## TASK DIRECTIONS
Repeat the records below word for word, but start at the line that contains "In this exercise you will pick out the rock", stop after the last line, and include nothing else.

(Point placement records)
* * * * * * *
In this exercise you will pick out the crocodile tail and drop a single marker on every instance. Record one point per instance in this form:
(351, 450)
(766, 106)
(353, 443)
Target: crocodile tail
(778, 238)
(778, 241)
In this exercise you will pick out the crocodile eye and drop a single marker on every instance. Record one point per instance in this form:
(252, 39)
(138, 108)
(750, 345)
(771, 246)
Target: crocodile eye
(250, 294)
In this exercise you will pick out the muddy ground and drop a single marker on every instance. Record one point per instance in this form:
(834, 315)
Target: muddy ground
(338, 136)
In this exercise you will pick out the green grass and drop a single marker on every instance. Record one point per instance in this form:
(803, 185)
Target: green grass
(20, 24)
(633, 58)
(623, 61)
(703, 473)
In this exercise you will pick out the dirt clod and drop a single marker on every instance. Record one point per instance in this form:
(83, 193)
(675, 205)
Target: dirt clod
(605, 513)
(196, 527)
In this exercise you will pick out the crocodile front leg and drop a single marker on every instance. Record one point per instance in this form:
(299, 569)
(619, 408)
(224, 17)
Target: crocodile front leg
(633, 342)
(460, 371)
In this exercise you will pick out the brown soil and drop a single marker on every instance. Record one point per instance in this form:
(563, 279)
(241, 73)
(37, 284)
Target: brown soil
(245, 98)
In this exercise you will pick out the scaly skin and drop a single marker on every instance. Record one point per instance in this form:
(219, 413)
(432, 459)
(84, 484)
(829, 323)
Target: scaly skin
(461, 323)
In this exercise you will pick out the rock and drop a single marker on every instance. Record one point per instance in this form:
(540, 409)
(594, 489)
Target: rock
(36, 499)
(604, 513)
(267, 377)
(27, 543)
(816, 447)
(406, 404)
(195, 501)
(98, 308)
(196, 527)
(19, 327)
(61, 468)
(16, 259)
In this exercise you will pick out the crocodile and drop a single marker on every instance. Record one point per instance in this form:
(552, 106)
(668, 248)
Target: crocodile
* * * * * * *
## COMPLETED EXERCISE
In this exercise you will pick out the rock and drop a single marker on every instance. Record one point per instance in this form:
(540, 409)
(594, 489)
Target: rock
(36, 499)
(604, 513)
(267, 377)
(27, 543)
(816, 447)
(406, 404)
(195, 501)
(98, 308)
(196, 527)
(19, 327)
(61, 468)
(16, 259)
In this exercise you will pick out the crocodile and drop a single marker on every instance. Record one point per instance in this form:
(552, 106)
(668, 248)
Target: crocodile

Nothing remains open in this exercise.